Pero los docentes no podemos darnos el lujo del antiintelectualismo, en primer lugar,
porque el antiintelectualismo es oscurantista y reaccionario, y en segundo lugar, pero no
por eso menos importante porque las preguntas de nuestros alumnos son el eco de
nuestras propias preguntas. Porque somos seres históricos, porque "la historia es nuestro
elemento, nuestro acuario, nuestro medio vital. No hay afuera. No hay otra cosa". Porque
hemos probado del árbol del conocimiento, hemos sido arrojados a la historia, y frente al
jardín del Edén gira la espada de fuego que nos impide regresar.
De Ana a Hannah: la banalidad de los intelectuales
La ritualización acrítica conduce inevitablemente a la infantilización de la Shoá. Es decir la
difusión de una imagen superficial, ingenua, estereotipada, banalizada de la Shoá. En
suma, digerible.
Así, la Shoá se reduce a pequeños íconos fragmentados que son tomados por el todo.
Paradójicamente, lo que antes no podía ser hablado, se torna ahora acabadamente
encarnado en íconos, los zapatos apilados de Auschwitz, los trajes a rayas de los
prisioneros de los campos, el diario de Ana Frank.
De esta manera, la niña-ícono de la Shoá ha transformado, desde su diario, la
inenarrabilidad de los campos de exterminio en las incomodidades de un falso armario.
Se erige entonces la imagen de una Ana adolescente, capaz de generar una auténtica
identificación en los lectores de su diario, que inevitablemente se identificarán con la Ana
de ese diario, y para los cuales quedará completamente diluida la Ana de después,
anónima, deshumanizada, convertida en uno más de los hombres meramente
biológicos que la Shoá preparaba para el exterminio industrial. La verdadera Ana de
Auschwitz.

★ ★ ★

CONSIGNA:
Responda según el texto seleccionado:
(a) ¿Qué dos razones se dan para que los docentes no puedan darse el lujo del antiintelectualismo?
(b) ¿A qué conduce inevitablemente la ritualización acrítica?
(c) ¿Qué íconos se enumeran como encarnación de la Shoá?
Las líneas no guardan relación alguna con el texto seleccionado.

★ ★ ★

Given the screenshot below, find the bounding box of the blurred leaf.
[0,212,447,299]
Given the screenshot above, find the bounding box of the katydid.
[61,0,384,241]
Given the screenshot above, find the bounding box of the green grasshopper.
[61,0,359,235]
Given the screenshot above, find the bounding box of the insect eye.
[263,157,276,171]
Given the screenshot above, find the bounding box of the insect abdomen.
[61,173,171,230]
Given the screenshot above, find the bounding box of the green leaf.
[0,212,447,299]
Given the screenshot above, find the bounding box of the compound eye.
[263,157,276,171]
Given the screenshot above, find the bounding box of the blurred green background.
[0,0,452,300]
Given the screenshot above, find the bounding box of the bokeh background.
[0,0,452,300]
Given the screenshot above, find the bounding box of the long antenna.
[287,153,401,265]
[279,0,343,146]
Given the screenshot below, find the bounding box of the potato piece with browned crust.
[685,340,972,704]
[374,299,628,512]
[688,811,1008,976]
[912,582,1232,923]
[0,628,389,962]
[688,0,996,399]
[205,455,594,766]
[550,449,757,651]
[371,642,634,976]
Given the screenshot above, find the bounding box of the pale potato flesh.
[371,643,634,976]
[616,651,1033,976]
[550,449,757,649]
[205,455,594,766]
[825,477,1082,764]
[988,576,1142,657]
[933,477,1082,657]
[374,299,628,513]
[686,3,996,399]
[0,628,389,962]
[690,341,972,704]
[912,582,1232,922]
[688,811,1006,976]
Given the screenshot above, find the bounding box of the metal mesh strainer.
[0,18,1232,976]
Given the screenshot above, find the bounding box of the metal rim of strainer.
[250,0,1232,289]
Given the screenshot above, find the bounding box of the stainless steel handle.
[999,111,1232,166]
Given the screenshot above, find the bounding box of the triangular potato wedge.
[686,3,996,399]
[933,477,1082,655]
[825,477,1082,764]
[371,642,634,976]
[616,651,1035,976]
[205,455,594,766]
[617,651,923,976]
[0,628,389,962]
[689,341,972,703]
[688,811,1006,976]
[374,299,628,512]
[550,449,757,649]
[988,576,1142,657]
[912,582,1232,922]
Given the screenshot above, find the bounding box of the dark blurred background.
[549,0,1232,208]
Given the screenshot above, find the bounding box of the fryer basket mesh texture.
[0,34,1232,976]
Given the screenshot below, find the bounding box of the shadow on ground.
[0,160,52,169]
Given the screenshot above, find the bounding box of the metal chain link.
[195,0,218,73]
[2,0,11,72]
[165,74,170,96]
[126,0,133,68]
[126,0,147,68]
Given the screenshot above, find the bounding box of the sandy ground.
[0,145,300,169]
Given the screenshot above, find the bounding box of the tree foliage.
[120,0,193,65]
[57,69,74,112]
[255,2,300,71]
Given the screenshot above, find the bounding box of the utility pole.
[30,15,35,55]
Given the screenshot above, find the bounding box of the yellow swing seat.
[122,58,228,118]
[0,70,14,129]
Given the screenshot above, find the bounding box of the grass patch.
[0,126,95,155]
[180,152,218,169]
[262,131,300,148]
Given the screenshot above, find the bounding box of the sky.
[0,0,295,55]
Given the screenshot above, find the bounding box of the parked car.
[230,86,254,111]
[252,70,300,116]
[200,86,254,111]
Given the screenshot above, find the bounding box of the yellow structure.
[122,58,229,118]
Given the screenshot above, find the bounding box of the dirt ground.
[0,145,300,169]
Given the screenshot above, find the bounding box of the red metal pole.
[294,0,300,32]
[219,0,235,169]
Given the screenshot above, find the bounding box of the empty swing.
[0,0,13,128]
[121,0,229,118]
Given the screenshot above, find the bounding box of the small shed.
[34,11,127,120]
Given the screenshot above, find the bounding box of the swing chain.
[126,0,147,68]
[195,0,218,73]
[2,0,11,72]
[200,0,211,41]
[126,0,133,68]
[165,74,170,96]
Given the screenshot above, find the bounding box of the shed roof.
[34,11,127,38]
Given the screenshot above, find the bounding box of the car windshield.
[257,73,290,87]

★ ★ ★

TAREA RESUELTA:
(a) Porque el antiintelectualismo es oscurantista y reaccionario, y porque las preguntas de los alumnos son el eco de las propias preguntas de los docentes.
(b) A la infantilización de la Shoá.
(c) Los zapatos apilados de Auschwitz, los trajes a rayas de los prisioneros de los campos y el diario de Ana Frank.